▸ GIVEN TASK: Reproduce every line of the material below word for word.

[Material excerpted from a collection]
--- START ---

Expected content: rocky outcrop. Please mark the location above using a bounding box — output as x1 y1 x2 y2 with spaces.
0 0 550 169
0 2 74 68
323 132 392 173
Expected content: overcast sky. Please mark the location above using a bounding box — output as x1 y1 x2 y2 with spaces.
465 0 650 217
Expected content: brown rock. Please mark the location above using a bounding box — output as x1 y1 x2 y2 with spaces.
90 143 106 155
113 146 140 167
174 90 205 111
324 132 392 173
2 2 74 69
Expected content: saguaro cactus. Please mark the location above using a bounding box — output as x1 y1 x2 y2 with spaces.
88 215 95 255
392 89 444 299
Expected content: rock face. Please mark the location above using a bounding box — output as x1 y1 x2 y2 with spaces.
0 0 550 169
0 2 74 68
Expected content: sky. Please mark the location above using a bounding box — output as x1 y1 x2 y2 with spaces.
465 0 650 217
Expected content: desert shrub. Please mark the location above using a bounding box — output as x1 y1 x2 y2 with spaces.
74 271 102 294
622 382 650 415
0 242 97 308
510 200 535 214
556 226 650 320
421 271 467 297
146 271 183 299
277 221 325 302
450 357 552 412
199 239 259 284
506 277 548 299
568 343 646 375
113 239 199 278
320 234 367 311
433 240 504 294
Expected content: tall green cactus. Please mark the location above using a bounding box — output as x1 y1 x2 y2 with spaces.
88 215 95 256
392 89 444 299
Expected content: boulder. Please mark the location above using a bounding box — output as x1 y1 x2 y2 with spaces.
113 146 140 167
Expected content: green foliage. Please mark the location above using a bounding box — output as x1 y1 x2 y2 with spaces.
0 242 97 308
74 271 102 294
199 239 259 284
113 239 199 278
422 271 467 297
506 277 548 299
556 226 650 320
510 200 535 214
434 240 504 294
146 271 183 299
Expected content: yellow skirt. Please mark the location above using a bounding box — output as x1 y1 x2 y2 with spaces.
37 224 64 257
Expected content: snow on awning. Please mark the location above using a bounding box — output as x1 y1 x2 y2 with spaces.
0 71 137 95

--- END ---

▸ TASK RESULT:
Expected content: rocky outcrop. Please mark the location above using a bounding box — output as x1 y1 x2 y2 with spaces.
0 0 550 169
0 2 74 68
323 132 392 173
Expected content: overcast sky. Please mark the location above using a bounding box — output as x1 y1 x2 y2 with spaces.
465 0 650 217
Expected content: brown rock. Please mark the location above using a bounding box — output as x1 y1 x2 y2 with spaces.
90 143 106 155
113 146 140 167
174 90 205 111
324 132 392 173
2 2 74 69
Expected content: saguaro cactus. Please mark the location above using a bounding box — output as x1 y1 x2 y2 with spaces.
88 215 95 255
392 89 444 299
Expected content: rock face. Please mark the location above using a bounding box — output as x1 y1 x2 y2 with spaces.
0 0 550 169
0 2 74 68
Expected content: sky. Please mark the location above using a bounding box — output as x1 y1 x2 y2 with spaces.
465 0 650 217
Expected content: desert shrub. Please mark the location above using a bounding box — output as x1 y1 x2 y2 with spaces.
74 271 102 294
622 382 650 415
0 242 97 308
510 200 535 214
556 226 650 320
421 271 467 297
146 271 183 299
277 221 325 302
450 357 552 412
199 239 259 284
506 277 548 299
568 343 646 375
113 239 199 278
320 234 367 311
433 240 504 294
Expected content: tall green cactus. Please mark the location above using a bounding box — output as x1 y1 x2 y2 with spaces.
88 215 95 256
392 89 444 299
Expected content: boulder. Please mark the location above using a bounding box — output as x1 y1 x2 y2 with spaces.
113 146 140 167
Expected content: green foliage. Please mark the location above using a bounding box — output as x1 y1 x2 y2 with spaces.
0 242 97 308
74 271 102 294
199 239 259 284
113 239 199 278
422 271 467 297
506 277 548 299
556 226 650 320
510 200 535 214
434 240 504 294
146 271 183 299
Expected content: yellow skirt. Please mark the location above using a bounding box — output as x1 y1 x2 y2 with spaces.
37 224 64 257
Expected content: snow on awning. Please mark the location above using a bounding box — output as x1 y1 x2 y2 with spaces.
0 71 137 95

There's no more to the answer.